In the case of Bulimia Nervosa, one might experience frequent episodes of binge eating, inappropriate behaviour like vomiting to prevent weight gain, exercising irrationally and negative self-evaluation, which is largely impacted by body weight and food patterns. See Source

The correlation with self-harm

Eating disorders are highly risky, as they bring self-imposing rules which can be destructive if left unnoticed. In most cases, these disorders are also difficult to diagnose until they cause visible self-harm on the individual. Men and women who suffer from eating disorders are reported to have an increased chance of engaging in self-harm behaviours. Hence, it is crucial to understand how your negative eating habits, if persistent, might cause fatal damage.

As a practice, self-harm is largely conscious and intentional, but by drawing parallels between eating disorders and self-harm, we identify that repeated self-harm without conscious suicidal motivation can also be lethal. For instance, both show similar symptoms such as induced vomiting or exercising unreasonably with the main intention of inflicting self-pain or self-injury.

DSM-5 highlights that the rate of self-injury in people who suffer from eating disorders ranges from 26% to 55% amongst those diagnosed with Bulimia Nervosa and 27% to 61% amongst those diagnosed with Anorexia Nervosa. Additionally, suicide risk is also perceived to be higher in people with the eating disorder. As many as 12 suicides per 100,000 per year are due to an eating disorder.

Factors which pay a role in the onset of an eating disorder

We all remember the characters that we grow up with, the slim-waisted, tall and flawless ‘Barbie’ who embraced various cultures through her fashion but always remained the same body type. The lean and muscular He-man, Batman and Superman who set the ideals for a man’s physique. Most children who grow up idolising such characters develop an affinity towards unrealistic beauty standards. To make it worse, our day to day lives are filled with body stereotyping and negative comments about body types, skin-tones, weight gain and even weight loss. Such body-shaming contributes to self-image issues, binge eating, purging and extreme weight control behaviours, which can cause serious damage to both the mind and the body.

Eating Disorder

People with eating disorders lend excessive focus on food and their body weight. The un-required attention on body-image, the labels associated with our body types, the diet rules and the resulting compensating behaviours restrict many from recognising their emotions and maintaining a healthy mind.

Other factors include having a profession which demands a lean body type with excessive emphasis on an ‘appropriate body figure’. Eating disorder could also be a result of a genetic connotation. Studies indicate that certain individuals with eating disorders have also reported a chemical imbalance in the brain that affects the controlling of hunger, appetite and digestion. See Source

How does treatment work for an eating disorder?

Although weight and diet-related issues are a common topic of discussion, we spare little thought to its impact on mental health. People suffering from eating disorders tend to avoid discussing their condition and therefore, restrict treatment. If you identify unhealthy eating patterns in yourself or your loved ones, here is what you could do:

  • Visit a mental health professional for support.
  • Talk to a nutritionist and discuss a balanced diet plan that fits you.
  • A proper body check-up must be done to determine which essential nutrients deficits are lacking in an individual.
  • Often group therapy is perceived to be very helpful in this as it provides a safe space to talk about the fears and experiences with an eating disorder.
  • A detailed assessment of the individuals with anorexia nervosa, which includes a test of suicide-related ideation and behaviours as well as other risk factors for suicide. See Source

Although, there is no exact prevention for eating disorders, cultivating a healthy lifestyle, reinforcing a balanced diet and regular exercising can have a positive impact on your body and help maintain mental well-being.

[Image point grounding data]
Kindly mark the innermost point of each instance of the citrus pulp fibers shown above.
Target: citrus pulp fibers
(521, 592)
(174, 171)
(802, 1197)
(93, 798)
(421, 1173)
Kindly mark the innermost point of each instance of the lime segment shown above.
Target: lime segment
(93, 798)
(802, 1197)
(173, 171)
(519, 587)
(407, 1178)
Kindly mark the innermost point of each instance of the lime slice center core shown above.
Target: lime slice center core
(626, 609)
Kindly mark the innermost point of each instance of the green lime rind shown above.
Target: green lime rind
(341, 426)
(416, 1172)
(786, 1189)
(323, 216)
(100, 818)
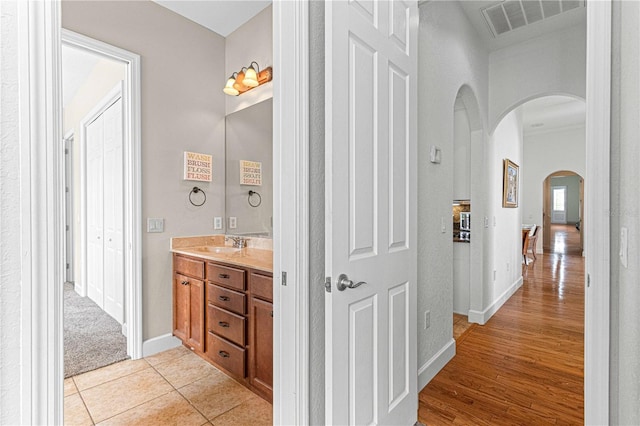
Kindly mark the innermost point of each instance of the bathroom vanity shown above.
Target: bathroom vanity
(223, 306)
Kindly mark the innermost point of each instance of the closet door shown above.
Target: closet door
(95, 208)
(113, 212)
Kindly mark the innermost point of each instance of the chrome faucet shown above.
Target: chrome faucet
(238, 240)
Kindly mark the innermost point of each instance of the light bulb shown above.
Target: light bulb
(229, 89)
(250, 77)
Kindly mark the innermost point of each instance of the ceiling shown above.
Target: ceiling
(552, 113)
(76, 66)
(473, 9)
(220, 16)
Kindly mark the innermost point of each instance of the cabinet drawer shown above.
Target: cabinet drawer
(225, 354)
(184, 265)
(226, 276)
(261, 286)
(227, 299)
(226, 324)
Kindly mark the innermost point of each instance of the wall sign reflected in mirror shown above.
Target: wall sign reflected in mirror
(249, 142)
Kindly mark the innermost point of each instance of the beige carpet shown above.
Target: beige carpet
(92, 339)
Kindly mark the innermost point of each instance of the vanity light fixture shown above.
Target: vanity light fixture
(247, 79)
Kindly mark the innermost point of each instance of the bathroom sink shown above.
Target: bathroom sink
(218, 250)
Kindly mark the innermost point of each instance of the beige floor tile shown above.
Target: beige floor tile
(255, 411)
(75, 413)
(169, 409)
(169, 355)
(186, 369)
(108, 373)
(215, 394)
(117, 396)
(69, 387)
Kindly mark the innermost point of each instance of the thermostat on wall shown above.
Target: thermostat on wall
(434, 154)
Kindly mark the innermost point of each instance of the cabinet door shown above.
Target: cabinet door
(181, 313)
(261, 347)
(196, 314)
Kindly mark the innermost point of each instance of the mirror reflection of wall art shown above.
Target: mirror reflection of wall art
(197, 166)
(510, 184)
(250, 173)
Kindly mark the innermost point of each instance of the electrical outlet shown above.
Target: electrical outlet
(217, 222)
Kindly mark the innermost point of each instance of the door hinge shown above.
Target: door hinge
(327, 284)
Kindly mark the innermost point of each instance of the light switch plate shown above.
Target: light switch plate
(624, 248)
(155, 224)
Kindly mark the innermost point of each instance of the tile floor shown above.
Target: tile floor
(174, 387)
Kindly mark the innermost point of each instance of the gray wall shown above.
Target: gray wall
(183, 109)
(573, 195)
(625, 208)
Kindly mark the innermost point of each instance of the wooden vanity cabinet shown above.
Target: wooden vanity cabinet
(188, 296)
(225, 314)
(261, 334)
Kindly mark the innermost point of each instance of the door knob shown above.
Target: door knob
(344, 282)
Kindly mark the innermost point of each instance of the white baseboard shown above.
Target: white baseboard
(481, 317)
(429, 370)
(159, 344)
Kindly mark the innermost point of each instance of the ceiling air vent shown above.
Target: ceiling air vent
(511, 14)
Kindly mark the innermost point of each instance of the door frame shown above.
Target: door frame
(291, 381)
(41, 395)
(564, 187)
(132, 238)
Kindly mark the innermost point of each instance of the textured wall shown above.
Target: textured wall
(316, 209)
(625, 212)
(10, 257)
(183, 109)
(550, 64)
(450, 56)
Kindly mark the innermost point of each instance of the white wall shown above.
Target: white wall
(11, 290)
(102, 79)
(568, 148)
(625, 212)
(183, 109)
(447, 60)
(253, 41)
(550, 64)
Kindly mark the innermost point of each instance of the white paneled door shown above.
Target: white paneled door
(371, 183)
(105, 257)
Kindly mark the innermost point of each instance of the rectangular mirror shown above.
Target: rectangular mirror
(249, 138)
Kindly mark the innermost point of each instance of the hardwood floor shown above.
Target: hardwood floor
(525, 366)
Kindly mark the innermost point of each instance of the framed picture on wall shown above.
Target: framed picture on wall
(510, 184)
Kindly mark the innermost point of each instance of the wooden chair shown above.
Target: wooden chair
(529, 243)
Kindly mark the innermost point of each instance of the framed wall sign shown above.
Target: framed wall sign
(510, 189)
(197, 166)
(250, 173)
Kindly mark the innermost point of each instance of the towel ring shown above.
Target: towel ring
(254, 204)
(195, 190)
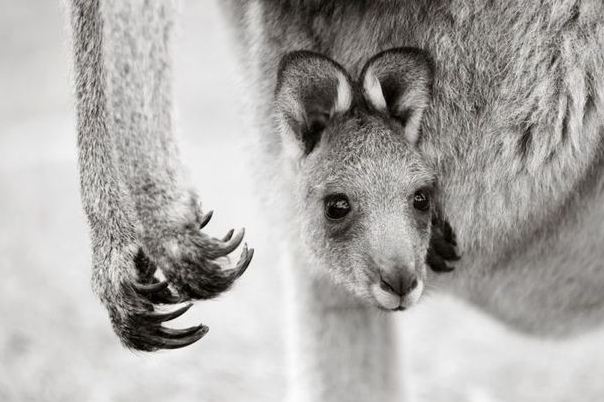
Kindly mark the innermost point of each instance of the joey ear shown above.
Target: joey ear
(311, 89)
(399, 82)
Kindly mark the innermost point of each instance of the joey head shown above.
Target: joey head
(365, 195)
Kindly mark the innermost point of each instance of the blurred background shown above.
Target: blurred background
(56, 343)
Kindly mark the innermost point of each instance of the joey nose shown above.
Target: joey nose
(400, 282)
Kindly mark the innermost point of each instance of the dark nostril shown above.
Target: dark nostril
(400, 284)
(387, 286)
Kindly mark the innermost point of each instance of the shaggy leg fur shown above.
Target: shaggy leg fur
(142, 213)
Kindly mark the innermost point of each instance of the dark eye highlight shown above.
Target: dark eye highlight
(337, 207)
(421, 200)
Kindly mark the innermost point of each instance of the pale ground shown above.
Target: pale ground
(55, 340)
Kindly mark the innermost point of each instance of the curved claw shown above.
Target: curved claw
(181, 333)
(228, 236)
(205, 219)
(170, 343)
(226, 248)
(147, 289)
(161, 317)
(244, 260)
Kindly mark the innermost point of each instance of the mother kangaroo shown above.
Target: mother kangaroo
(513, 131)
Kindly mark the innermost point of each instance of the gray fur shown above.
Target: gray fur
(514, 132)
(143, 214)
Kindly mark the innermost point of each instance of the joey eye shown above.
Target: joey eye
(421, 200)
(337, 207)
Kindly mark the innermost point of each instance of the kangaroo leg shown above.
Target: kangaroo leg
(143, 214)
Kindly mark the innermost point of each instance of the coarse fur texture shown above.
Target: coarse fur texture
(513, 131)
(143, 214)
(515, 134)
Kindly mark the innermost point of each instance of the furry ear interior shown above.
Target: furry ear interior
(311, 89)
(399, 82)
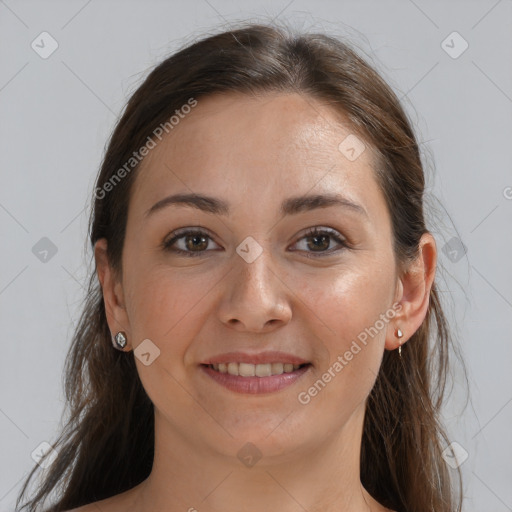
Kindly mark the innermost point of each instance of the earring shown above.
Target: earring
(120, 340)
(399, 334)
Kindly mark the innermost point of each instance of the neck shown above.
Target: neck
(321, 476)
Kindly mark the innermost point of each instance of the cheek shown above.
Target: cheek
(162, 307)
(351, 307)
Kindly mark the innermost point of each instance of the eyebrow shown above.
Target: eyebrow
(290, 206)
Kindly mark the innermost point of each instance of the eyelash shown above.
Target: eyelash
(176, 235)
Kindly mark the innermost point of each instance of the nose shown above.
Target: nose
(255, 296)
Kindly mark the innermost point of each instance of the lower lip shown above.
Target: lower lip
(255, 385)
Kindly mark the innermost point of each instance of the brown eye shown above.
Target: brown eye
(192, 242)
(319, 241)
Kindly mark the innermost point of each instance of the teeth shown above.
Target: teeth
(258, 370)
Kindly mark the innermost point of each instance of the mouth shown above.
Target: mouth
(261, 378)
(255, 370)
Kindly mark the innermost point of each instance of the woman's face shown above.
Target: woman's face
(255, 280)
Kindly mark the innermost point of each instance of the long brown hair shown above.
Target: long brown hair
(107, 445)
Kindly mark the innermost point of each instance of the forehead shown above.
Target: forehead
(248, 146)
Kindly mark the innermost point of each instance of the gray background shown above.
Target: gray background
(57, 113)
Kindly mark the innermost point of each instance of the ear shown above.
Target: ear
(413, 293)
(113, 295)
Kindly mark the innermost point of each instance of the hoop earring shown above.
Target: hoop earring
(120, 340)
(399, 334)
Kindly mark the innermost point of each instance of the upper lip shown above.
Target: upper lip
(259, 358)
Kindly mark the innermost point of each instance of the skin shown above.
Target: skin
(254, 152)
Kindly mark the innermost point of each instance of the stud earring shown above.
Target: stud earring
(120, 340)
(399, 334)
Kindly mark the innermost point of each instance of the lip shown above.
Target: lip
(259, 358)
(255, 385)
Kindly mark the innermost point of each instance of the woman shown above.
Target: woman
(263, 329)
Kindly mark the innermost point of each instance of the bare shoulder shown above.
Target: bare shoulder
(123, 502)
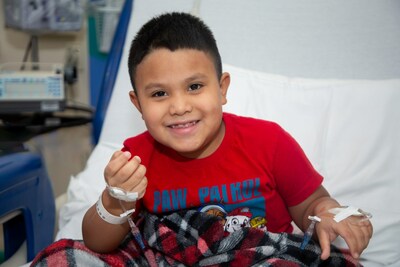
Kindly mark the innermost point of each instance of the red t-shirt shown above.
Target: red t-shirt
(258, 166)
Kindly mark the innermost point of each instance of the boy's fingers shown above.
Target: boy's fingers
(117, 162)
(325, 244)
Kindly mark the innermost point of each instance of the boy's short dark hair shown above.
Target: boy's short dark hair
(173, 31)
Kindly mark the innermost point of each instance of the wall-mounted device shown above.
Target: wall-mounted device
(37, 87)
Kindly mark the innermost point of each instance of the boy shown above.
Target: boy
(194, 155)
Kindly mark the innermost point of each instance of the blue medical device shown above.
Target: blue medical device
(27, 203)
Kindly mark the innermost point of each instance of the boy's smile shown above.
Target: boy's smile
(181, 98)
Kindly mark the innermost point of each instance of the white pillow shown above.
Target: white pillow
(362, 158)
(349, 131)
(300, 106)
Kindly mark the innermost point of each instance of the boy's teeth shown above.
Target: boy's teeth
(183, 125)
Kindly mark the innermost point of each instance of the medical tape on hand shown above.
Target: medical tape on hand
(342, 213)
(121, 194)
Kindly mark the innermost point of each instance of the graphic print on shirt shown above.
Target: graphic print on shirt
(241, 204)
(237, 219)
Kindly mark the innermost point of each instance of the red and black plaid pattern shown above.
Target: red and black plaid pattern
(191, 238)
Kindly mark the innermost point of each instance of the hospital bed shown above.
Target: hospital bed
(327, 71)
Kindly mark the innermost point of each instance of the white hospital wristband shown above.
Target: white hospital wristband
(108, 217)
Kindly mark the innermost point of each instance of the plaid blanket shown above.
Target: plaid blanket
(192, 238)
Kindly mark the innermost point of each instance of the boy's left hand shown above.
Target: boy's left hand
(355, 232)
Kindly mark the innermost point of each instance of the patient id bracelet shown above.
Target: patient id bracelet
(121, 194)
(110, 218)
(310, 231)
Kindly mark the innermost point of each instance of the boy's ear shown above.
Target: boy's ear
(135, 100)
(224, 85)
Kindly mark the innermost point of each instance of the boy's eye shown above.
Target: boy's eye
(195, 86)
(159, 94)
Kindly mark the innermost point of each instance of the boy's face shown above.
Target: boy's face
(181, 98)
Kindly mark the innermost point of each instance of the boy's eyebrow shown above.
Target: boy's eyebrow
(187, 80)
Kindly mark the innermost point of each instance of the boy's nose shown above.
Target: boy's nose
(180, 105)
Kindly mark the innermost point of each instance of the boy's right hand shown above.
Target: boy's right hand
(126, 173)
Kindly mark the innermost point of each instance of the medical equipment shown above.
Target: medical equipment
(39, 88)
(27, 209)
(340, 214)
(43, 15)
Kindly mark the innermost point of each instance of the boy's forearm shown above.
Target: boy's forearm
(318, 207)
(99, 235)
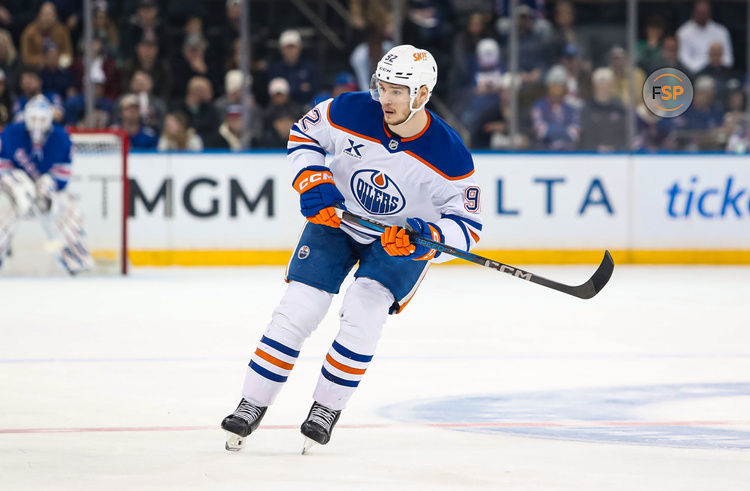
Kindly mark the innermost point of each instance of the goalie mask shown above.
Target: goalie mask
(408, 66)
(37, 115)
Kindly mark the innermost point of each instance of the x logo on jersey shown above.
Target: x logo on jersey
(353, 150)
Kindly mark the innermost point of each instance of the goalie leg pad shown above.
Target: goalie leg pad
(64, 228)
(300, 311)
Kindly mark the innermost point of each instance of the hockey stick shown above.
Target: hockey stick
(586, 290)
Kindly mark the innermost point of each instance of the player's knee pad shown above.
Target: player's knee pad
(363, 314)
(298, 314)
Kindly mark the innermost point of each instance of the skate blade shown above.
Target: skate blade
(234, 442)
(309, 443)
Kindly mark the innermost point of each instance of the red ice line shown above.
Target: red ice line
(520, 424)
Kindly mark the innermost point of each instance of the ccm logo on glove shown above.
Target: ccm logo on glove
(309, 179)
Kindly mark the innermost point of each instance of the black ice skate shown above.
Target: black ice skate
(318, 426)
(243, 421)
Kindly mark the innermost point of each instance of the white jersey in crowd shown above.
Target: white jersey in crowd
(387, 178)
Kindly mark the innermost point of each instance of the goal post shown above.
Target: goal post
(99, 188)
(100, 165)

# What to produce
Copy the passage of the eating disorders text above from "Although weight and" to "professional for support.", word for word.

# Response below
Although weight and diet-related issues are a common topic of discussion, we spare little thought to its impact on mental health. People suffering from eating disorders tend to avoid discussing their condition and therefore, restrict treatment. If you identify unhealthy eating patterns in yourself or your loved ones, here is what you could do:

  • Visit a mental health professional for support.